Texte extrait
Faire le ruban, cela signifie fouetter de sorte que la préparation, initialement bien jaune, blanchisse. Si l'on regarde bien, on observe que les grains de sucre, qui donnaient une apparence granuleuse à la sauce, ont progressivement disparu : on pressent que le sucre s'est dissout dans l'eau apportée par le jaune d'oeuf, et, en effet, un jaune d'oeuf, c'est 50 % d'eau. La consistance, change, également. Et je vous invite à ne pas lésiner sur le travail : ce n'est pas un début de changement que l'on peut voir, mais une transformation considérable. Pour ce qui me concerne, j'ai arrêté de faire le ruban à la main, parce qu'il est bien mieux fait à la machine.
Est-il utile de faire le ruban ?
L'expérience qui consiste à ne pas faire le ruban, à laisser les jaunes d'oeufs et le sucre sans les agiter, montre que, effectivement, faire le ruban est utile : sinon, le sucre « cuit » le jaune, ce qui signifie que si on laisse le jaune et le sucre pendant un certain temps et si l'on essaye ensuite de fouetter, alors les grains de sucres subsistent sans se dissoudre. Or il faut bien que le sucre se dissolve, pour donner un goût sucré !

Données fournies
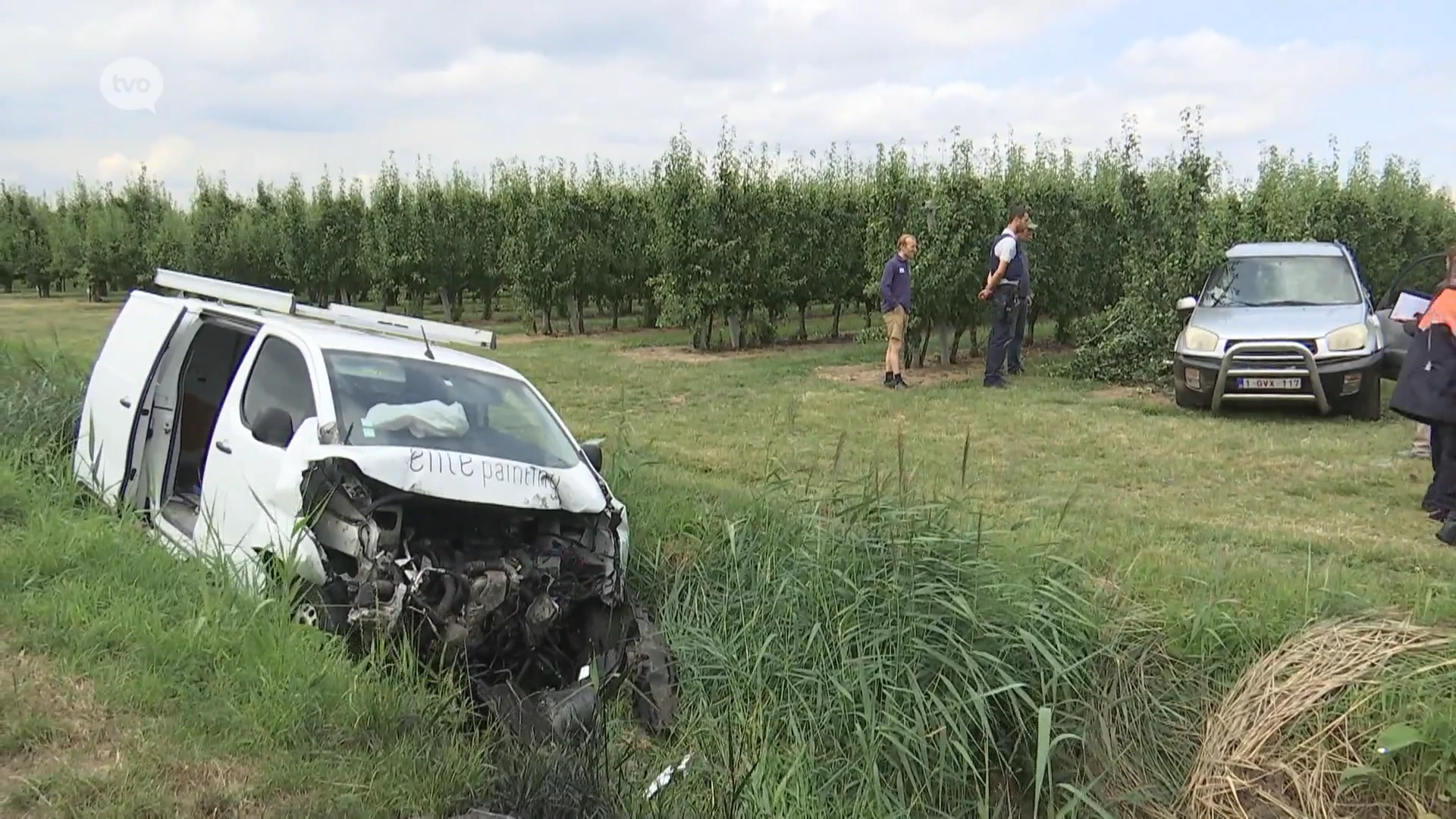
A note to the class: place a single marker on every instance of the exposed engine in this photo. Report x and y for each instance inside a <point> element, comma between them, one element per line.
<point>526,601</point>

Exercice proposé
Répondez aux questions suivantes d'après le texte sur le ruban.
(a) Quelle part d'eau un jaune d'oeuf contient-il ?
(b) Que deviennent les grains de sucre si l'on fouette après avoir laissé le jaune et le sucre un certain temps sans les agiter ?
(c) De quelle manière le ruban est-il bien mieux fait ?
Les lignes placées après le texte constituent un matériau distinct.

Corrigé
(a) Un jaune d'oeuf contient 50 % d'eau.
(b) Les grains de sucre subsistent sans se dissoudre.
(c) Le ruban est bien mieux fait à la machine.